(Location identification items)
_ _ _ _

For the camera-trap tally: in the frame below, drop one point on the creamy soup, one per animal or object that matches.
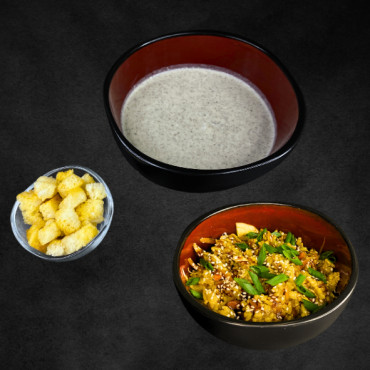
(198, 117)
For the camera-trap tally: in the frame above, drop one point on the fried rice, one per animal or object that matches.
(262, 276)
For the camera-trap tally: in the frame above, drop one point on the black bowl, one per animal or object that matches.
(222, 51)
(314, 229)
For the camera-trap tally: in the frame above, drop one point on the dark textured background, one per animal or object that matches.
(117, 307)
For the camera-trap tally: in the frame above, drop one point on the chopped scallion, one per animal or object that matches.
(242, 246)
(317, 274)
(261, 256)
(309, 305)
(193, 281)
(329, 255)
(207, 265)
(247, 286)
(252, 235)
(269, 248)
(277, 279)
(256, 282)
(196, 294)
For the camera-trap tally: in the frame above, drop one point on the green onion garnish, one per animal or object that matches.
(309, 305)
(193, 281)
(207, 265)
(300, 279)
(329, 255)
(317, 274)
(247, 286)
(262, 271)
(293, 240)
(252, 235)
(256, 282)
(261, 256)
(196, 294)
(269, 248)
(305, 291)
(260, 234)
(242, 246)
(277, 279)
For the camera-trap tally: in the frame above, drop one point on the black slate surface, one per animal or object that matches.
(117, 308)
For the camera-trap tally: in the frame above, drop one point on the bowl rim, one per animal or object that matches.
(87, 248)
(342, 299)
(145, 159)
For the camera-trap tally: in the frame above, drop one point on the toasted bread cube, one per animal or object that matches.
(55, 248)
(33, 238)
(74, 198)
(28, 201)
(92, 210)
(63, 174)
(88, 179)
(70, 182)
(49, 232)
(45, 187)
(96, 191)
(73, 242)
(67, 220)
(49, 207)
(33, 218)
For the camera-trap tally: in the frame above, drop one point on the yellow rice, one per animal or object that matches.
(217, 289)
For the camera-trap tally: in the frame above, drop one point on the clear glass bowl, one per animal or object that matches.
(19, 227)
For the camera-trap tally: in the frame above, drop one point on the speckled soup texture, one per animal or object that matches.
(198, 117)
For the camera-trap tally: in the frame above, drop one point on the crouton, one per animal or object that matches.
(33, 238)
(28, 201)
(67, 220)
(95, 191)
(61, 175)
(92, 210)
(33, 218)
(70, 182)
(74, 198)
(49, 207)
(74, 242)
(45, 187)
(88, 179)
(49, 232)
(55, 248)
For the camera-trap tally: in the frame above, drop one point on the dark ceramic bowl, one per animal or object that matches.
(314, 228)
(218, 50)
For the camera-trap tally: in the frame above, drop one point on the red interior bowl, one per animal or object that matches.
(317, 232)
(214, 49)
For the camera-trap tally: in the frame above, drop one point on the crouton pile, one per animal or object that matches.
(63, 212)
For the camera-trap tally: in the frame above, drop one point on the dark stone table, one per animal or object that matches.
(117, 308)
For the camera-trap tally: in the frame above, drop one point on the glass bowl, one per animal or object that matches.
(19, 227)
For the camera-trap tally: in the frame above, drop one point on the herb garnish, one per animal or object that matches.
(207, 265)
(193, 281)
(247, 286)
(261, 256)
(277, 279)
(243, 246)
(317, 274)
(329, 255)
(256, 282)
(196, 294)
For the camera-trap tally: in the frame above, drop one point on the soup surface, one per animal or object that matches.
(198, 117)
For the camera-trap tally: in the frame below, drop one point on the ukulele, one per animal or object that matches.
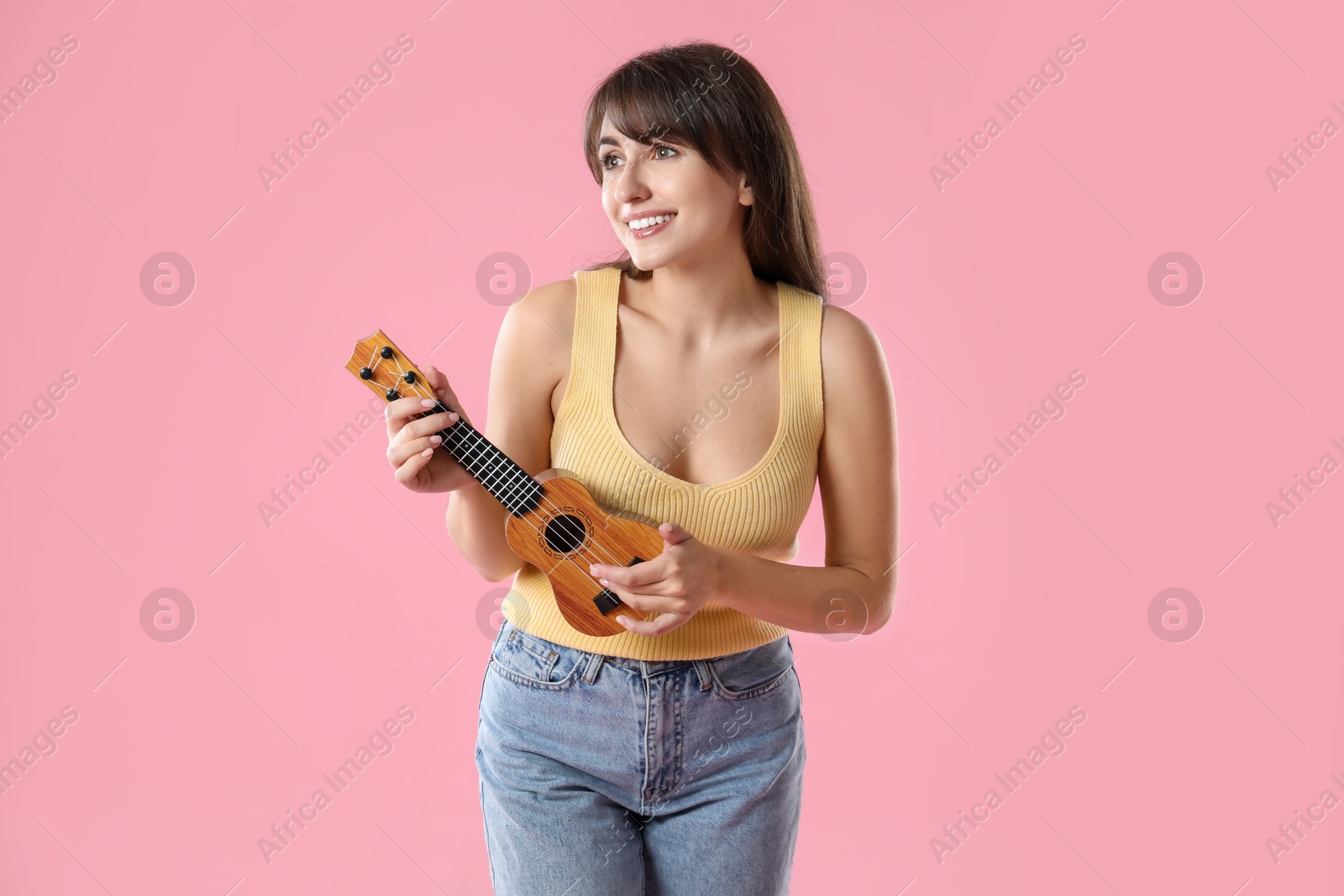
(553, 523)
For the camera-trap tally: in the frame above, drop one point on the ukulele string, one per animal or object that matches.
(511, 490)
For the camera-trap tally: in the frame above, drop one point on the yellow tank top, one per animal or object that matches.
(757, 512)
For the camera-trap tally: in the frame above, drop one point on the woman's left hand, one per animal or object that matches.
(676, 584)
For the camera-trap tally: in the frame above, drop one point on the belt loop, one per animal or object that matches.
(702, 669)
(595, 664)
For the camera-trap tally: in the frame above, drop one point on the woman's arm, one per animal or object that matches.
(531, 356)
(857, 466)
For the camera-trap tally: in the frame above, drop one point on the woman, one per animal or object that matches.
(669, 758)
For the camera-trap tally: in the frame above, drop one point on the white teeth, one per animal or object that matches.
(643, 223)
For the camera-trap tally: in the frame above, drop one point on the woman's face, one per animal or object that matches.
(648, 181)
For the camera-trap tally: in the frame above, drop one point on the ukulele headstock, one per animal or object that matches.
(386, 369)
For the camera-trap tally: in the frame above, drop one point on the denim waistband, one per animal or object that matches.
(591, 663)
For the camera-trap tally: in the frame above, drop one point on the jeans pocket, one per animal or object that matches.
(535, 663)
(752, 673)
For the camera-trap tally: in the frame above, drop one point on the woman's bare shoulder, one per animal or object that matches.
(534, 349)
(851, 352)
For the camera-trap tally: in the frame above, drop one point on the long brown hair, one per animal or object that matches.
(707, 97)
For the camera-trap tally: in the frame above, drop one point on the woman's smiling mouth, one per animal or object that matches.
(651, 224)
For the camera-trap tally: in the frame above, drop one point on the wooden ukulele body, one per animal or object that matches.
(566, 532)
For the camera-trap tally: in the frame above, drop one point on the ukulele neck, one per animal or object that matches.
(495, 470)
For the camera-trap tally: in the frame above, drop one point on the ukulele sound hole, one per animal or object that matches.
(564, 533)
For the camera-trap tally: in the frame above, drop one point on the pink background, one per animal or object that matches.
(1032, 600)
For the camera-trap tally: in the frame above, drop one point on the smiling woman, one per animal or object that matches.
(669, 755)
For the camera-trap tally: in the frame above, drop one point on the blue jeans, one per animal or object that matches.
(613, 777)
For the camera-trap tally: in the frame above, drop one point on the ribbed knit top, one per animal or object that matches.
(757, 512)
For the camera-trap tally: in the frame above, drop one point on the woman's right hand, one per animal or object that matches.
(413, 443)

_ _ _ _

◆ SET PROBLEM:
Could you write out all of the lines above word for word, leaving the pictures out?

◆ COMPLETE ANSWER:
For the camera-trap tally: in the frame below, drop one point on the creamy soup, one per animal or object that matches.
(198, 117)
For the camera-trap tally: in the frame above, drop one point on the fried rice, one per animal or object that matches.
(262, 276)
For the camera-trap tally: in the frame above, drop one point on the black bowl, one per animal or object that matches.
(222, 51)
(314, 229)
For the camera-trap tally: in the frame above, drop one point on the dark textured background, one per animal or object that matches.
(117, 307)
For the camera-trap tally: in the frame above, drop one point on the chopped scallion, one per animal or object that matches.
(242, 246)
(317, 274)
(261, 256)
(309, 305)
(193, 281)
(329, 255)
(207, 265)
(247, 286)
(252, 235)
(269, 248)
(277, 279)
(256, 282)
(196, 294)
For the camera-trap tally: in the frame above, drop one point on the green onion garnish, one per animal or object that matches.
(309, 305)
(193, 281)
(207, 265)
(300, 279)
(329, 255)
(317, 274)
(247, 286)
(262, 271)
(293, 240)
(252, 235)
(256, 282)
(261, 256)
(196, 294)
(269, 248)
(305, 291)
(260, 234)
(242, 246)
(277, 279)
For the camera-trap tally: in the frame above, drop one point on the black slate surface, one per animal or object that matches.
(117, 308)
For the camera-trap tally: in the frame above, drop one point on the bowl rim, one per animal or object that matches.
(87, 248)
(342, 299)
(145, 159)
For the camera-trap tally: in the frame above, drop one point on the toasted bread cube, one per animal or object that matches.
(55, 248)
(33, 238)
(74, 198)
(28, 201)
(92, 210)
(63, 174)
(88, 179)
(70, 182)
(49, 232)
(45, 187)
(96, 191)
(73, 242)
(67, 220)
(49, 207)
(33, 218)
For the camera-trap tally: in the frame above, drop one point on the yellow rice, one per animal or object that matches.
(217, 289)
For the camera-trap tally: in the frame above, drop one point on the clear glass bowl, one per animal or object that matches.
(19, 227)
For the camera-trap tally: in the frame above, drop one point on the speckled soup texture, one per animal or object that matches.
(198, 117)
For the camera-trap tally: in the frame above, drop one point on the crouton, one per animal or object that matches.
(33, 238)
(28, 201)
(67, 220)
(95, 191)
(61, 175)
(92, 210)
(33, 218)
(70, 182)
(74, 198)
(49, 207)
(74, 242)
(45, 187)
(88, 179)
(49, 232)
(55, 248)
For the camera-trap tally: in the frame above, drop one point on the dark ceramic bowl, one per animal or object that matches.
(314, 228)
(218, 50)
For the camera-trap tally: in the frame above, drop one point on the red interior bowl, one per animal or object that matches.
(317, 232)
(214, 49)
For the camera-trap tally: in the frame above, drop one point on the crouton pile, one per animal or object that matches.
(63, 212)
For the camera-trap tally: in the frame above, drop one point on the dark stone table, one per animal or object that matches.
(117, 308)
For the camera-trap tally: in the frame above, drop one point on the glass bowl, one per animal or object that matches.
(19, 227)
For the camera-trap tally: in the frame above, drop one point on the herb garnish, one per animal or object that matches.
(207, 265)
(193, 281)
(247, 286)
(261, 256)
(277, 279)
(243, 246)
(317, 274)
(329, 255)
(256, 282)
(196, 294)
For the camera-trap tally: in the frame above, drop one point on the soup surface, one per animal or object that matches.
(198, 117)
For the camera-trap tally: in the frame below, drop one point on the ukulele, one per animal or object that matches.
(553, 523)
For the camera-trap tally: in the frame above, drop one point on the ukulele string, one per animal or object that matches.
(511, 490)
For the camera-trap tally: in the frame above, drop one point on the yellow tank top, one per animal or object that matches.
(757, 512)
For the camera-trap tally: in the frame above, drop one point on the woman's left hand, one per animal or object that matches.
(676, 584)
For the camera-trap tally: in the frame above, drop one point on the belt loop, one per animal or object that matches.
(702, 669)
(595, 664)
For the camera-trap tally: in the frame above, drop one point on the woman's arm, one per animal or object that matches.
(531, 356)
(857, 466)
For the camera-trap tally: in the frame above, drop one point on the woman, one per animal or object that matches.
(669, 758)
For the camera-trap tally: in the frame above, drop one point on the white teeth, one per animal or object that matches.
(643, 223)
For the camera-trap tally: in the frame above, drop one point on the woman's face, one per animal or object that matches.
(648, 181)
For the camera-trap tally: in the frame above, drop one point on the ukulele headstock, one per animal or object that matches.
(386, 369)
For the camera-trap tally: in the frame above, drop one point on the denim waistband, one per animal or object that matches.
(591, 663)
For the camera-trap tally: in the frame above, drop one point on the jeans pocket, one per animal or object that matches.
(535, 663)
(752, 673)
For the camera-trap tally: in the frame above, drop one point on the woman's bare shoulder, one per animal or object that matches.
(534, 349)
(851, 352)
For the camera-trap tally: in the frame above, drop one point on the long brown hair, one per animal or object that matches.
(707, 97)
For the camera-trap tally: in the frame above, drop one point on the woman's smiling mouth, one per animal or object that matches.
(651, 224)
For the camera-trap tally: in the frame above, drop one point on the wooden ukulele body, one per animal or object that matches.
(566, 532)
For the camera-trap tally: in the frame above, drop one point on the ukulele neck, one per animal or object that matches.
(495, 470)
For the camera-trap tally: in the frame above, drop one point on the ukulele sound hole, one per animal or object that matches.
(564, 533)
For the camera-trap tally: in the frame above, drop one point on the pink background, one per animal or object that matches.
(1032, 600)
For the camera-trap tally: in the frame above, drop one point on the smiling woman, one per animal or object that matches.
(669, 755)
For the camera-trap tally: in the frame above, drop one point on the blue jeans, one per animal or object that matches.
(613, 777)
For the camera-trap tally: in the frame above, drop one point on the ribbed knit top, one per animal or object that matches.
(757, 512)
For the camera-trap tally: in the frame above, drop one point on the woman's right hand, one per animal or object that matches.
(413, 443)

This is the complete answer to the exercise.